◆ **Task instructions**
Can you set out all of the lines below as a numbered list, skipping any blank lines and leaving the pictures out?

##############################

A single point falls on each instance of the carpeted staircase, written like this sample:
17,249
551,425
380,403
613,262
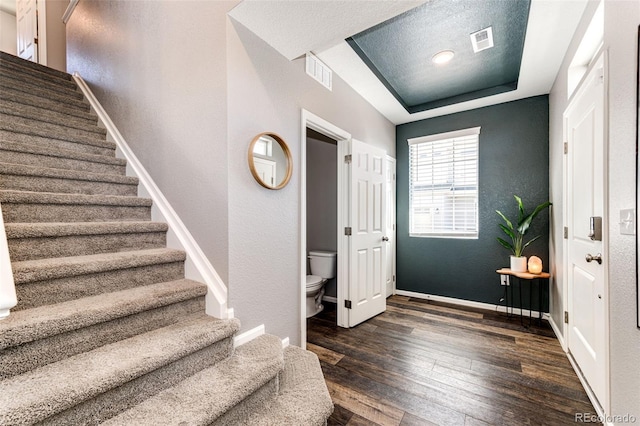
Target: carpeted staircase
107,329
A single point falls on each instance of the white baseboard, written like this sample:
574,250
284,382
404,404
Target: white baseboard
592,397
558,333
471,303
248,335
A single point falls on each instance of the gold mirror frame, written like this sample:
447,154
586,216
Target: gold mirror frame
287,155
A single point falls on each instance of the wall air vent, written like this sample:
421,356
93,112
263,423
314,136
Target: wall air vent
482,39
319,71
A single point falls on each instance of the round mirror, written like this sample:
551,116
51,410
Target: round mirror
270,161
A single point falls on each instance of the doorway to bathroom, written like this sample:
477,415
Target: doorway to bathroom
343,210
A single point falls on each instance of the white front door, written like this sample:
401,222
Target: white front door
27,29
390,231
586,253
367,273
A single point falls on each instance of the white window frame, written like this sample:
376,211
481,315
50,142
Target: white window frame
473,193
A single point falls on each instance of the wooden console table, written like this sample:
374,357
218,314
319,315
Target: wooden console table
530,278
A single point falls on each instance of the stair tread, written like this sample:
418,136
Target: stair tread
44,321
52,268
59,229
40,393
28,64
196,401
61,153
28,125
81,111
28,170
12,77
9,196
27,138
303,398
14,107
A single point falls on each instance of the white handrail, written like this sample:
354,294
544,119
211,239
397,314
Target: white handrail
197,266
8,298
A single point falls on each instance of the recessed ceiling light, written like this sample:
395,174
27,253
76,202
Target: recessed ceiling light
442,57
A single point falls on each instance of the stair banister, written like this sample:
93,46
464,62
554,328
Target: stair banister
8,298
197,266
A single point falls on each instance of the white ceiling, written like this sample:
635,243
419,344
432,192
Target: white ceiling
296,27
8,6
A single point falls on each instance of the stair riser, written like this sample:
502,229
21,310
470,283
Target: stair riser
32,65
80,245
28,356
66,186
18,124
99,148
44,83
239,414
48,292
15,157
29,74
40,98
48,116
15,213
109,404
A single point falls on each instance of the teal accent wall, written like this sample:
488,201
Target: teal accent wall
513,159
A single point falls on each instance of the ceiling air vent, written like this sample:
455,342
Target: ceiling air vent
482,39
319,71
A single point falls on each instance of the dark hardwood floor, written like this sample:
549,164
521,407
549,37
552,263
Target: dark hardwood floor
428,363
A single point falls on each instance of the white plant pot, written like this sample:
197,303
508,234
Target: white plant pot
519,264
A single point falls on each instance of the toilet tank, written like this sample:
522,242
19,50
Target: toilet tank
323,263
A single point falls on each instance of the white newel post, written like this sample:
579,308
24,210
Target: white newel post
8,298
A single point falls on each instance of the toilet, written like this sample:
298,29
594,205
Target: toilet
323,268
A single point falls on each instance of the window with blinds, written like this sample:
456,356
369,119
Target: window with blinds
443,185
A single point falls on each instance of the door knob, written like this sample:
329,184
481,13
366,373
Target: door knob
597,258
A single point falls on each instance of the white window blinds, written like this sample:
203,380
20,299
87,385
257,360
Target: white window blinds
443,185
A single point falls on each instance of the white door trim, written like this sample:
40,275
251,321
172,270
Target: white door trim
603,406
312,121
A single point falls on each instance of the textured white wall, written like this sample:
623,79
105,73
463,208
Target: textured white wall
189,90
267,93
159,69
8,35
56,34
622,18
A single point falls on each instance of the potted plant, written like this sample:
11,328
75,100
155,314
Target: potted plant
517,233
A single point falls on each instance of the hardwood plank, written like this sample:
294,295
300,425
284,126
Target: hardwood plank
340,416
436,363
404,401
324,354
364,406
411,420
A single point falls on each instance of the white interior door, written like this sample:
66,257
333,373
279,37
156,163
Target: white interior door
266,169
390,231
27,29
367,273
584,121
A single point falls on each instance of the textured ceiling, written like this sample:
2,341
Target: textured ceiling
399,51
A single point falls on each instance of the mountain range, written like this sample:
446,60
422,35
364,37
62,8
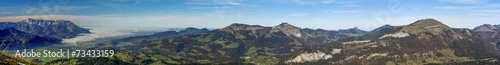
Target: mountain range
33,32
426,41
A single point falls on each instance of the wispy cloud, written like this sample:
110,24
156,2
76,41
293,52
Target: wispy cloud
464,1
297,14
345,11
351,5
489,10
313,2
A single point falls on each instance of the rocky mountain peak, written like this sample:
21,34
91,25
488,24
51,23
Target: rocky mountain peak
486,28
426,25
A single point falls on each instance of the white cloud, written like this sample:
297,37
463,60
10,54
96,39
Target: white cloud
346,11
351,5
489,10
303,2
464,1
297,14
96,34
327,1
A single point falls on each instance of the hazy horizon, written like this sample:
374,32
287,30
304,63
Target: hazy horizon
324,14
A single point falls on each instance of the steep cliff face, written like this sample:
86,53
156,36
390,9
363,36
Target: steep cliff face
37,32
490,33
52,28
427,41
13,39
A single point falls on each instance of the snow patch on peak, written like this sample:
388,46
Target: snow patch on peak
307,57
395,35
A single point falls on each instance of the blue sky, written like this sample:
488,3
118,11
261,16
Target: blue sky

##############################

◆ **Exercise result**
1. A single point falls on each instance of the carpeted staircase, written like this sample:
2. 17,249
3. 551,425
4. 380,403
5. 613,262
6. Target: carpeted staircase
7. 107,329
8. A single point falls on each instance of the white baseboard, written like this sample:
9. 574,250
10. 284,382
11. 404,404
12. Target: white baseboard
13. 592,397
14. 558,333
15. 471,303
16. 248,335
17. A single point falls on each instance of the gold mirror frame, written like this sample:
18. 447,154
19. 586,216
20. Target: gold mirror frame
21. 287,155
22. A single point falls on each instance of the wall air vent, written like this sample:
23. 421,356
24. 93,112
25. 263,423
26. 314,136
27. Target: wall air vent
28. 482,39
29. 319,71
30. A single point falls on each instance of the round mirror, written like this sample:
31. 551,116
32. 51,410
33. Target: round mirror
34. 270,161
35. A single point falls on each instance of the doorway to bathroom, written like this sample:
36. 477,415
37. Target: doorway to bathroom
38. 343,210
39. A single point falls on each instance of the white front door, written like this sample:
40. 401,222
41. Target: white front door
42. 27,29
43. 390,231
44. 586,253
45. 367,273
46. A single point falls on each instance of the white window frame, written like this sample:
47. 376,211
48. 481,315
49. 50,142
50. Target: white window frame
51. 473,193
52. A single point falls on each instance of the wooden console table, written like this sample:
53. 374,357
54. 218,314
55. 319,315
56. Target: wooden console table
57. 530,278
58. A single point falls on each instance of the stair tread, written like this sample:
59. 418,136
60. Target: stair tread
61. 44,321
62. 52,268
63. 59,229
64. 40,393
65. 28,64
66. 196,401
67. 61,153
68. 28,125
69. 81,111
70. 28,170
71. 12,77
72. 9,196
73. 27,138
74. 303,398
75. 14,107
76. A single point falls on each instance of the white handrail, written like this sample:
77. 354,294
78. 544,119
79. 211,239
80. 397,314
81. Target: white handrail
82. 197,266
83. 8,298
84. A single point falls on each instance of the recessed ceiling light, written like this sample:
85. 395,174
86. 27,253
87. 76,202
88. Target: recessed ceiling light
89. 442,57
90. A single point falls on each instance of the stair banister, written like this sample:
91. 93,46
92. 464,62
93. 554,328
94. Target: stair banister
95. 8,298
96. 197,266
97. A single point falls on each instance of the white ceiling, written like this sample:
98. 635,243
99. 419,344
100. 432,192
101. Target: white ceiling
102. 296,27
103. 8,6
104. A single point falls on each instance of the stair riser, written like this sample:
105. 502,229
106. 21,310
107. 470,283
108. Target: stair riser
109. 32,65
110. 80,245
111. 28,356
112. 66,186
113. 18,124
114. 99,148
115. 44,83
116. 239,414
117. 48,292
118. 15,157
119. 29,74
120. 40,98
121. 48,116
122. 15,213
123. 109,404
124. A single point falls on each instance of the teal accent wall, written like this sample:
125. 488,201
126. Target: teal accent wall
127. 513,159
128. A single point falls on each instance of the ceiling air vent, written like this sample:
129. 455,342
130. Target: ceiling air vent
131. 482,39
132. 319,71
133. A single point falls on each instance of the dark hardwood floor, written like this sample:
134. 549,164
135. 521,407
136. 549,37
137. 552,263
138. Target: dark hardwood floor
139. 428,363
140. A single point falls on each instance of the white plant pot, written like this sample:
141. 197,303
142. 508,234
143. Target: white plant pot
144. 519,264
145. A single point falls on each instance of the toilet tank, written like this sample:
146. 522,242
147. 19,50
148. Target: toilet tank
149. 323,263
150. A single point falls on each instance of the white newel post, written like this sample:
151. 579,308
152. 24,210
153. Target: white newel post
154. 8,298
155. A single point falls on each instance of the toilet, written like this sample:
156. 298,29
157. 594,205
158. Target: toilet
159. 323,268
160. A single point falls on each instance of the window with blinds, written like this sample:
161. 456,356
162. 369,119
163. Target: window with blinds
164. 443,185
165. A single point falls on each instance of the door knob, written like this sample:
166. 329,184
167. 481,13
168. 366,373
169. Target: door knob
170. 597,258
171. A single point falls on each instance of the white window blinds, written like this sample:
172. 203,380
173. 20,299
174. 87,385
175. 257,360
176. Target: white window blinds
177. 443,185
178. A single point falls on each instance of the white door trim, written like this sample:
179. 40,275
180. 251,321
181. 172,270
182. Target: white door trim
183. 603,406
184. 312,121
185. A single point falls on each instance of the textured white wall, written like this sample:
186. 623,79
187. 105,73
188. 463,208
189. Target: textured white wall
190. 189,90
191. 267,93
192. 159,69
193. 8,35
194. 56,34
195. 622,18
196. A single point falls on each instance of the potted plant, written like this sample:
197. 11,328
198. 75,100
199. 155,314
200. Target: potted plant
201. 517,233
202. A single point falls on each instance of the hardwood plank, written like this sample:
203. 294,295
204. 300,425
205. 284,126
206. Target: hardwood plank
207. 340,416
208. 436,363
209. 404,401
210. 324,354
211. 364,406
212. 411,420
213. A single point falls on each instance of the white interior door, written like this sample:
214. 66,257
215. 333,373
216. 279,37
217. 156,163
218. Target: white interior door
219. 266,169
220. 390,231
221. 27,29
222. 367,273
223. 584,121
224. A single point falls on each instance of the textured ceiling, written like this sample:
225. 2,341
226. Target: textured ceiling
227. 399,51
228. A single point falls on each instance of the mountain range, written like this sample:
229. 446,60
230. 422,35
231. 364,37
232. 62,8
233. Target: mountain range
234. 33,32
235. 426,41
236. A single point falls on each instance of the wispy cloud, written like this sample:
237. 110,24
238. 156,2
239. 76,41
240. 293,52
241. Target: wispy cloud
242. 464,1
243. 297,14
244. 345,11
245. 351,5
246. 489,10
247. 313,2
248. A single point falls on each instance of the rocky mountain peak, written like this sample:
249. 21,34
250. 91,25
251. 488,24
252. 51,23
253. Target: rocky mountain peak
254. 486,28
255. 426,25
256. A single point falls on each instance of the white cloud, written like this sample:
257. 297,37
258. 463,60
259. 10,54
260. 96,39
261. Target: white cloud
262. 346,11
263. 351,5
264. 489,10
265. 303,2
266. 464,1
267. 297,14
268. 96,34
269. 327,1
270. A single point falls on each instance of the hazy horizon, written like this sample:
271. 374,32
272. 287,30
273. 304,63
274. Target: hazy horizon
275. 324,14
276. A single point falls on each instance of the steep cliff face, written like this sample:
277. 86,53
278. 156,36
279. 390,9
280. 363,36
281. Target: steep cliff face
282. 37,32
283. 490,33
284. 52,28
285. 427,41
286. 13,39
287. A single point falls on each instance of the snow patch on peak, written like this sample:
288. 388,46
289. Target: snow patch on peak
290. 307,57
291. 395,35
292. A single point falls on each instance of the blue sky, written like this sample:
293. 488,3
294. 118,11
295. 261,16
296. Target: blue sky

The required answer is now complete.